*Requirement*: From the listing below, copy each line that contains the word "instance".

*Extracted records*:

※

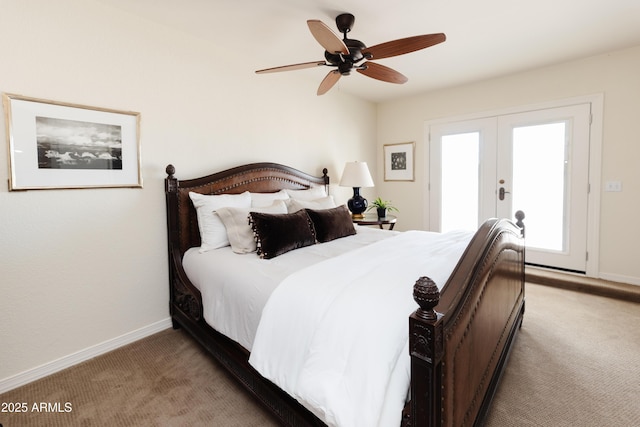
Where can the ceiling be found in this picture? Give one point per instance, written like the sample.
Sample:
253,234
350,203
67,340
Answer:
485,38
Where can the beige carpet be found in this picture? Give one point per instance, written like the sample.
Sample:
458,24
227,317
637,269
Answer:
575,363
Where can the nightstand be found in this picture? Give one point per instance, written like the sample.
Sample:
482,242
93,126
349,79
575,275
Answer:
372,219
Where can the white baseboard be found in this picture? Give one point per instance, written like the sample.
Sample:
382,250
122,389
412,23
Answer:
620,278
42,371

※

*Task result*:
Where can the ceiling be found in this picture? Give one point per instance, written like the sample.
Where can the beige carpet be found in this picture? Give one point per instance, written like the sample.
Where can the nightstand be found in this picture? Give one point per instance, written like the sample.
Where can the white baseboard be found in this picture? Give one point per instance, written like the sample.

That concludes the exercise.